**Goal of the exercise**
Render the lines below as a JSON array of strings, with one string per line and no entries for blank lines.

▬▬▬▬▬▬

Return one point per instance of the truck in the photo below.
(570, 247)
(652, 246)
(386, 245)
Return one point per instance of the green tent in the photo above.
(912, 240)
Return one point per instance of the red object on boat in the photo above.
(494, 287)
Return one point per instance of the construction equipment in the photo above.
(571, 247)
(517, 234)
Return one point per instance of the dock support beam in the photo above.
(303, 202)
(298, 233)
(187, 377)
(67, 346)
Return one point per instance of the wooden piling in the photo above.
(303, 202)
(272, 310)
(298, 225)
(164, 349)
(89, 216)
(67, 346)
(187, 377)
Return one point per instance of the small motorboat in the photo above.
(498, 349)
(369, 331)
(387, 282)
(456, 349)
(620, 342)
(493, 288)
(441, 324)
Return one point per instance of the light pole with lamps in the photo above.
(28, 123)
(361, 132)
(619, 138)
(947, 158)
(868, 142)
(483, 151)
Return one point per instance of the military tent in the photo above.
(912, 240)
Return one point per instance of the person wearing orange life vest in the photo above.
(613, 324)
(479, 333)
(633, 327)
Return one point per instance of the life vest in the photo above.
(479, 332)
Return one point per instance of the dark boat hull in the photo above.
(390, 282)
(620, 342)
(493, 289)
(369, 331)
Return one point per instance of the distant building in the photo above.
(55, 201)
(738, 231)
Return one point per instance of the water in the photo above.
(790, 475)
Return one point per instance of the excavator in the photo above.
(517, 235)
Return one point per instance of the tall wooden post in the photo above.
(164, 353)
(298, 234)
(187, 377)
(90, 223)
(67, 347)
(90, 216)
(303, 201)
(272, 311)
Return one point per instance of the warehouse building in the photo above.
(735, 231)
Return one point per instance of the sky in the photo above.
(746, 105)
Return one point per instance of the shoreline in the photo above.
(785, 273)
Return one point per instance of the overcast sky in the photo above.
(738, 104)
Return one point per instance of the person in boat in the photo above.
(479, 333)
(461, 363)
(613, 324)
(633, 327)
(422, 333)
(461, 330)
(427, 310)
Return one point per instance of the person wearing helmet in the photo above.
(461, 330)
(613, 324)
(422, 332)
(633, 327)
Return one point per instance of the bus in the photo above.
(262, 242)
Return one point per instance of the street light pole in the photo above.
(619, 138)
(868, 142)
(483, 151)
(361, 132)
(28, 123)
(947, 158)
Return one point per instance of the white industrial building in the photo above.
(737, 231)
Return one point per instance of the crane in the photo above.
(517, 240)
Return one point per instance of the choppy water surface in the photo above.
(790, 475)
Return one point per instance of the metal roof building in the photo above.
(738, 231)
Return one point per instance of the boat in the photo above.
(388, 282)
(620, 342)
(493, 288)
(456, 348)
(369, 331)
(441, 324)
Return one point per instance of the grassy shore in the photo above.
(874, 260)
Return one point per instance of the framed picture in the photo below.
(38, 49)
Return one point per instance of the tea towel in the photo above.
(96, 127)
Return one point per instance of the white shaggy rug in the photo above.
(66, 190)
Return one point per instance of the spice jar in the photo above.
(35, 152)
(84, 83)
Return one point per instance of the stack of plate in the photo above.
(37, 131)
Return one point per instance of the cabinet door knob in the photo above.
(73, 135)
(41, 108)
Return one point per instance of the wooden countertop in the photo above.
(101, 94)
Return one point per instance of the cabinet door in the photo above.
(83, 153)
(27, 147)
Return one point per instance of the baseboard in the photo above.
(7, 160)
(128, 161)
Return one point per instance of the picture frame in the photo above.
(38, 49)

▬▬▬▬▬▬

**Output below**
[
  "Return one point per instance of the truck in the photo below.",
  "(570, 247)",
  "(652, 246)",
  "(386, 245)",
  "Return one point per instance of the green tent in the photo above.",
  "(912, 240)",
  "Return one point per instance of the red object on boat in the photo above.",
  "(494, 287)",
  "Return one point per instance of the construction equipment in the photo above.",
  "(571, 247)",
  "(517, 234)",
  "Return one point per instance of the dock support beam in the photo above.",
  "(303, 202)",
  "(298, 233)",
  "(187, 377)",
  "(67, 346)",
  "Return one point per instance of the wooden piling in the photo above.",
  "(303, 202)",
  "(272, 310)",
  "(298, 225)",
  "(164, 349)",
  "(89, 216)",
  "(67, 346)",
  "(187, 377)",
  "Return one point per instance of the small motorboat in the photo above.",
  "(498, 349)",
  "(369, 331)",
  "(387, 282)",
  "(456, 349)",
  "(620, 342)",
  "(493, 288)",
  "(441, 324)",
  "Return one point per instance of the light pole with lamps in the photo above.",
  "(28, 123)",
  "(361, 132)",
  "(619, 138)",
  "(947, 158)",
  "(868, 142)",
  "(483, 151)",
  "Return one point per instance of the military tent in the photo above.",
  "(912, 240)",
  "Return one point per instance of the person wearing orange life vest in the photo above.",
  "(613, 324)",
  "(479, 333)",
  "(633, 327)",
  "Return one point per instance of the life vest in the photo above.",
  "(479, 332)",
  "Return one point per instance of the dark boat hull in the photo above.",
  "(390, 282)",
  "(620, 342)",
  "(493, 289)",
  "(369, 331)",
  "Return one point per instance of the distant building in the photo above.",
  "(55, 201)",
  "(738, 231)",
  "Return one point per instance of the water in the photo above.",
  "(790, 475)",
  "Return one point per instance of the excavator in the photo above.",
  "(517, 235)",
  "Return one point per instance of the tall wooden post in the photo above.",
  "(164, 353)",
  "(298, 234)",
  "(187, 377)",
  "(90, 223)",
  "(67, 347)",
  "(90, 216)",
  "(303, 201)",
  "(272, 311)",
  "Return one point per instance of the warehouse building in the photo above.",
  "(735, 231)",
  "Return one point per instance of the sky in the photo above.",
  "(746, 105)",
  "Return one point per instance of the shoreline in the photo above.",
  "(785, 273)",
  "Return one point per instance of the overcast sky in the photo above.",
  "(738, 104)",
  "Return one point per instance of the person in boat in the photo above.",
  "(479, 333)",
  "(461, 363)",
  "(613, 324)",
  "(633, 327)",
  "(422, 333)",
  "(461, 330)",
  "(427, 310)",
  "Return one point per instance of the person wearing helmet in the photo above.",
  "(461, 330)",
  "(613, 324)",
  "(422, 332)",
  "(633, 327)",
  "Return one point per instance of the bus in the photo above.",
  "(262, 242)",
  "Return one point per instance of the street light pole in the photo above.",
  "(619, 138)",
  "(868, 142)",
  "(483, 151)",
  "(361, 132)",
  "(28, 123)",
  "(947, 158)",
  "Return one point per instance of the white industrial building in the photo above.",
  "(737, 231)",
  "Return one point per instance of the crane in the photo above.",
  "(517, 240)",
  "Return one point per instance of the choppy water surface in the photo above.",
  "(790, 475)",
  "Return one point per instance of the metal roof building in the photo above.",
  "(738, 231)",
  "Return one point per instance of the boat in the photo above.",
  "(388, 282)",
  "(620, 342)",
  "(493, 288)",
  "(456, 348)",
  "(369, 331)",
  "(441, 324)",
  "Return one point per instance of the grassy shore in the photo above.",
  "(874, 260)",
  "Return one point per instance of the framed picture in the photo below.",
  "(38, 49)",
  "Return one point per instance of the tea towel in the photo above.",
  "(96, 127)",
  "Return one point per instance of the white shaggy rug in the photo above.",
  "(66, 190)",
  "Return one point per instance of the spice jar in the photo above.",
  "(35, 152)",
  "(84, 83)",
  "Return one point per instance of the stack of plate in the photo above.",
  "(37, 131)",
  "Return one point per instance of the cabinet door knob in the photo above.",
  "(73, 135)",
  "(41, 108)",
  "Return one point per instance of the wooden countertop in the photo above.",
  "(101, 94)",
  "Return one point per instance of the cabinet door in the photo above.",
  "(83, 153)",
  "(27, 147)",
  "Return one point per instance of the baseboard in the photo above.",
  "(7, 160)",
  "(128, 161)",
  "Return one point per instance of the picture frame in the photo above.",
  "(38, 49)"
]